— START SUPPLIED DATA —
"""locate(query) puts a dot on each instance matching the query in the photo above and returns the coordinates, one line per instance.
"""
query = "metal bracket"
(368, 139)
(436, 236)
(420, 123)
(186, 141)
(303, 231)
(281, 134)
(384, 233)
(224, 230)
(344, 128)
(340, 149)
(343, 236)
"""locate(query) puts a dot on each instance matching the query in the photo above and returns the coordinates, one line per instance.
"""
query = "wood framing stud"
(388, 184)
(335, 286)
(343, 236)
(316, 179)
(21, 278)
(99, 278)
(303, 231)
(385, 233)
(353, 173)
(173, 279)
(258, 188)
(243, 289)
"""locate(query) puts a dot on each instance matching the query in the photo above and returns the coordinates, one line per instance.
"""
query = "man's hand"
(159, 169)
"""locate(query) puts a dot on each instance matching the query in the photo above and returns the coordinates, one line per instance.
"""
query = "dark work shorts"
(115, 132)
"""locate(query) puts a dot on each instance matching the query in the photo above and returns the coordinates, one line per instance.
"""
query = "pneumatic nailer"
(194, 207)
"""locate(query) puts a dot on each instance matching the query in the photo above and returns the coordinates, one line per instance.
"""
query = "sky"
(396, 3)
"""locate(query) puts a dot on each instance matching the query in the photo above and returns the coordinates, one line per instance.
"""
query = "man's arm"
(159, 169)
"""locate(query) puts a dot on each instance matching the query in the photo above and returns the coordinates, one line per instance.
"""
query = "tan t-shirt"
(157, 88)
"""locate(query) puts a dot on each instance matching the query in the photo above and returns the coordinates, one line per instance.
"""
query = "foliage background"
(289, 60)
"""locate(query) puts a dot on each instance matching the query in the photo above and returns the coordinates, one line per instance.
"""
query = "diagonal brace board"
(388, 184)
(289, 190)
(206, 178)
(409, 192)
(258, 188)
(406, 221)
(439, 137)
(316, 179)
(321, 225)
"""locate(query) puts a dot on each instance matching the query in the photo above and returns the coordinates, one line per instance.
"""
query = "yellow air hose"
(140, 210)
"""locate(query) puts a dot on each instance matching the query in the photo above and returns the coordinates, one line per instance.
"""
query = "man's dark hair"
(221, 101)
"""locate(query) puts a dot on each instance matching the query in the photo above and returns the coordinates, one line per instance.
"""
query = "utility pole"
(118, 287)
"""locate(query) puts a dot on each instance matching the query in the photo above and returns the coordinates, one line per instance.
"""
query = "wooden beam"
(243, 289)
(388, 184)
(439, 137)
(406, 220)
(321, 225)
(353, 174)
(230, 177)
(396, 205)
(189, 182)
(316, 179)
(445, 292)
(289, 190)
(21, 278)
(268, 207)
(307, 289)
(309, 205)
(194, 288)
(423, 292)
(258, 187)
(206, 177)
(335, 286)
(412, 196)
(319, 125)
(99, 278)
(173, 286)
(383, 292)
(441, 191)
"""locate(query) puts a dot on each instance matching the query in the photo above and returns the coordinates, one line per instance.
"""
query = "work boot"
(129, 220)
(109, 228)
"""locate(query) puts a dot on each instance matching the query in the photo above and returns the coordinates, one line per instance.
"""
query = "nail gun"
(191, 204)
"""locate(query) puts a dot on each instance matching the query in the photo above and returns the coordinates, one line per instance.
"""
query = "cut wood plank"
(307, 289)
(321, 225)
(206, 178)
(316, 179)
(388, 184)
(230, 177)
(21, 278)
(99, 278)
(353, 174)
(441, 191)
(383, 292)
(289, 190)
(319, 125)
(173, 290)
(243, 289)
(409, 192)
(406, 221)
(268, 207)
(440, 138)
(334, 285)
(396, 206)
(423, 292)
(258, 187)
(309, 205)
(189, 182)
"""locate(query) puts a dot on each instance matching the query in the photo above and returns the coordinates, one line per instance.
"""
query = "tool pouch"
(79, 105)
— END SUPPLIED DATA —
— START SUPPLIED DATA —
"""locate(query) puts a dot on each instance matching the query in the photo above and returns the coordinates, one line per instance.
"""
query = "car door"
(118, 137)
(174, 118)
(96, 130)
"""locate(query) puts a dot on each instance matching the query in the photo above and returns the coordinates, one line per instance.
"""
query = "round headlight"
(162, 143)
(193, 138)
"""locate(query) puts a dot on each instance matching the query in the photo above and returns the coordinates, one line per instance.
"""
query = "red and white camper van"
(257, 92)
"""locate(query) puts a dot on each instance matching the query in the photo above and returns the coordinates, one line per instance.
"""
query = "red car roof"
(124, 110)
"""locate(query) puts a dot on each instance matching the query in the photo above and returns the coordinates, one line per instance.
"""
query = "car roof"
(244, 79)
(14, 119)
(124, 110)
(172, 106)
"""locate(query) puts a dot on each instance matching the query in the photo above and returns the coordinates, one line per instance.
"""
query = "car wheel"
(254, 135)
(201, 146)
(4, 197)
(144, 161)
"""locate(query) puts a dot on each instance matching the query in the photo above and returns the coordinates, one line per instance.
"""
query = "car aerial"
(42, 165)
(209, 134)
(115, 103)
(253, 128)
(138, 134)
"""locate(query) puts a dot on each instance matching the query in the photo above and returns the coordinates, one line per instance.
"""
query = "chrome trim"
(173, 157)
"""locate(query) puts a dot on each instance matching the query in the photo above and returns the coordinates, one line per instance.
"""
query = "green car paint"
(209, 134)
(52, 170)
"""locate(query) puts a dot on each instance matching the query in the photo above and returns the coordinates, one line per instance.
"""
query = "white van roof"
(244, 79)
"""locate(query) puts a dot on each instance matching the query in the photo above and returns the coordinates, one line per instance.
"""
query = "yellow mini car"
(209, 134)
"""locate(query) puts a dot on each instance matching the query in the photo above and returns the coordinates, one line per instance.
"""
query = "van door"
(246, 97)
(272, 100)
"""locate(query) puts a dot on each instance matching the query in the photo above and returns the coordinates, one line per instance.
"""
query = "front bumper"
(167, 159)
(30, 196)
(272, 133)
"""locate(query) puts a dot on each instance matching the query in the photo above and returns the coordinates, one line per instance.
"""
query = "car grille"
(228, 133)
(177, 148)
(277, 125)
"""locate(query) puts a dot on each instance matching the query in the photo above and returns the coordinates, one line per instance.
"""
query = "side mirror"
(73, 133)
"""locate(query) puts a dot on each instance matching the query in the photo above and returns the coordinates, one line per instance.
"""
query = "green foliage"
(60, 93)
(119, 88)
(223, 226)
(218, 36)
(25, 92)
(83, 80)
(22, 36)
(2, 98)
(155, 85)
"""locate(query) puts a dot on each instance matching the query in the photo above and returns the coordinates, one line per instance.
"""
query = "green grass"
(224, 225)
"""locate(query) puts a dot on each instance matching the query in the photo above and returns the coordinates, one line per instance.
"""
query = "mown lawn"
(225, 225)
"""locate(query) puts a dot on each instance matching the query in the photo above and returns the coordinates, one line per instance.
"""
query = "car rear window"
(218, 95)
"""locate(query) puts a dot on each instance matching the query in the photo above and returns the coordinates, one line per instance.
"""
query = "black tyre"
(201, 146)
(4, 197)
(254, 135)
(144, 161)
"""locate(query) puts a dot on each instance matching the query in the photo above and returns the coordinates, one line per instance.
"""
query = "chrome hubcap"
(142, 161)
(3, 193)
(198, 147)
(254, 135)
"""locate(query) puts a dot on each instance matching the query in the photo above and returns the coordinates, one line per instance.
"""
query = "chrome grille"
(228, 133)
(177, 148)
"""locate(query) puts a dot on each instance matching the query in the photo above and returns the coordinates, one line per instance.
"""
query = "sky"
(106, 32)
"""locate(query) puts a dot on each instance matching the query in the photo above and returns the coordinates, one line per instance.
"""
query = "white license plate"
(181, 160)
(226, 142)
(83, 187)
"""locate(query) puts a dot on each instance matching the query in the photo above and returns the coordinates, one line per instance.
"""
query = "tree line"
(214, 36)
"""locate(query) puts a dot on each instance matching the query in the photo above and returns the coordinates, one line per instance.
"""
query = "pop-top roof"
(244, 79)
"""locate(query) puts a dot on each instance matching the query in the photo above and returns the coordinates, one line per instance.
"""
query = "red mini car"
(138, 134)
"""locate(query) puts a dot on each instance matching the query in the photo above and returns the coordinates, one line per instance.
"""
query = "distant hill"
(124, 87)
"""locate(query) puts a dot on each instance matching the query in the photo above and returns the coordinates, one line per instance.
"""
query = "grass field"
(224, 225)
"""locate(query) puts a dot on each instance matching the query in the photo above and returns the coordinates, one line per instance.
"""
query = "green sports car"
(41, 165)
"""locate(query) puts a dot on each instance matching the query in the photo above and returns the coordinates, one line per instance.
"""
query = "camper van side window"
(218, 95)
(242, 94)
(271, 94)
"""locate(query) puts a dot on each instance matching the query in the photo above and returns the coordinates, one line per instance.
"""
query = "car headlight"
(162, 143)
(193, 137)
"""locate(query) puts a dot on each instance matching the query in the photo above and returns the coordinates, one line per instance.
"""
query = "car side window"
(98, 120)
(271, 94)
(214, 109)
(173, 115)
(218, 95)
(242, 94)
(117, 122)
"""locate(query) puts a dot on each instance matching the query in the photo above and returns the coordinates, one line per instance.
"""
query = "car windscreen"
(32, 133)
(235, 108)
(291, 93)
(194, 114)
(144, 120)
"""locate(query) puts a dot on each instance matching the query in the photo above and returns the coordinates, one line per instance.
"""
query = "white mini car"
— END SUPPLIED DATA —
— START SUPPLIED DATA —
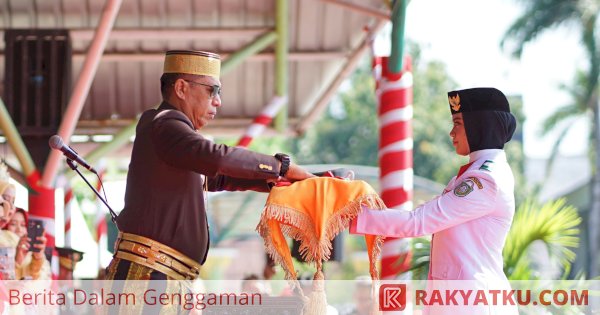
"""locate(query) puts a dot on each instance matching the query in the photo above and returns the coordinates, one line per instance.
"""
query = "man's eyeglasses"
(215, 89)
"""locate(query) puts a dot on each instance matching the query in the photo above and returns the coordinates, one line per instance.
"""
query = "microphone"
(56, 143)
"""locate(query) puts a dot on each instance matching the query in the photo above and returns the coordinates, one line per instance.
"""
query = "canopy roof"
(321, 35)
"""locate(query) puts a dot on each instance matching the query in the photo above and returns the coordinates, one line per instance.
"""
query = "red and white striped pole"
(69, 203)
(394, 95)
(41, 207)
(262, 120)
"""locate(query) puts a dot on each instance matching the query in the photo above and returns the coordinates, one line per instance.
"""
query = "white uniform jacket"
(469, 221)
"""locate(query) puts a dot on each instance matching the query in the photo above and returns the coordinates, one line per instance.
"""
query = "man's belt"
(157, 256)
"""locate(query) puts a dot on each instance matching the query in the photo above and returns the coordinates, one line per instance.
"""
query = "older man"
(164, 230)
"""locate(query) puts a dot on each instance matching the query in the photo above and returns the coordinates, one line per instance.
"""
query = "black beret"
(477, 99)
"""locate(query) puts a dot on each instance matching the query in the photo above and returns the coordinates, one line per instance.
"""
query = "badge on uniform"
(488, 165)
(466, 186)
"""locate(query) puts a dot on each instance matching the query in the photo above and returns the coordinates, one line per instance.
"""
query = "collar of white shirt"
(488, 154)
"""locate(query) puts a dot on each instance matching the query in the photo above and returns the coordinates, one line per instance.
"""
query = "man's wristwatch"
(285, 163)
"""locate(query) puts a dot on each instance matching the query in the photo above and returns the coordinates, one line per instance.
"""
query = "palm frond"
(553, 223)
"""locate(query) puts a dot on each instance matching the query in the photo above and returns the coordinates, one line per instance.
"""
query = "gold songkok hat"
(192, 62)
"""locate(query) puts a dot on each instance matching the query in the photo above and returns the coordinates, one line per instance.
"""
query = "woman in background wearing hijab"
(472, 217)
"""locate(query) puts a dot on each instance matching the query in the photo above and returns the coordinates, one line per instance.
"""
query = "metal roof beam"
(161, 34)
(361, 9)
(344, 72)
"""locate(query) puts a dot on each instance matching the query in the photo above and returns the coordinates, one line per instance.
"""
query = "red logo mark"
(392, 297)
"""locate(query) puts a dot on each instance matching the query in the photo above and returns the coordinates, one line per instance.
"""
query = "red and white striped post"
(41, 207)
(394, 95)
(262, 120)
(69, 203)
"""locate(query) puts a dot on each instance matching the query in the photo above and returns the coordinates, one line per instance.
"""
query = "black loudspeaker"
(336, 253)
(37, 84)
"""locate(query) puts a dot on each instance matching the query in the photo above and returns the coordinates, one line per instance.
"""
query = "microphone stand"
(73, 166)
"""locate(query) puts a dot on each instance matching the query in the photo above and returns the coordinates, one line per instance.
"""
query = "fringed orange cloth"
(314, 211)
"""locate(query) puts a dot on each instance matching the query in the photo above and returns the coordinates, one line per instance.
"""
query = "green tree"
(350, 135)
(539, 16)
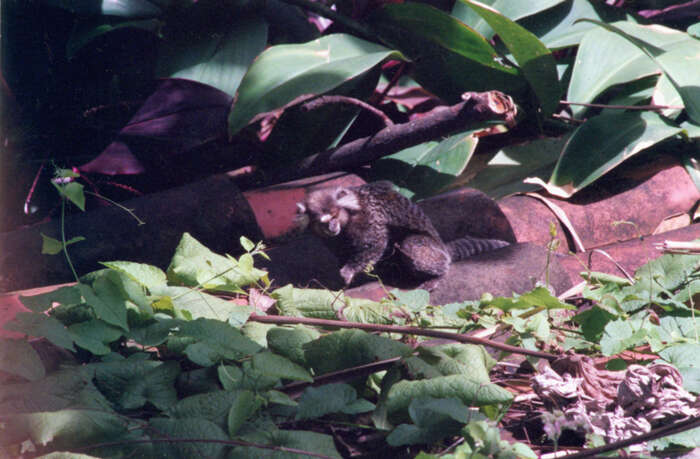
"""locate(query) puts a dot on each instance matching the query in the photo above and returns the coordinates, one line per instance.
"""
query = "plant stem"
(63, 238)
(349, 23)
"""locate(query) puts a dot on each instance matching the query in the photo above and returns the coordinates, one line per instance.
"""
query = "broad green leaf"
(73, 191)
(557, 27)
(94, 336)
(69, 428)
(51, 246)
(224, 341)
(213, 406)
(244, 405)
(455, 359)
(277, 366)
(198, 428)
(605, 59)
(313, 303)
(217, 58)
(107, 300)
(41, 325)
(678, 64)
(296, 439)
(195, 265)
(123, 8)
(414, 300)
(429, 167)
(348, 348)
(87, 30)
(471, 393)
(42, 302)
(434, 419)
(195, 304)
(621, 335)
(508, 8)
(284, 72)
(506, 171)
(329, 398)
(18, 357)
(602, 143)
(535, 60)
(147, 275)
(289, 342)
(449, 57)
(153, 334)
— END SUPPLIED DATA —
OBJECTIVE
Return every line of the records above that contains the string "yellow", matching case exactly.

THE OUTPUT
query = "yellow air hose"
query = "yellow mini car"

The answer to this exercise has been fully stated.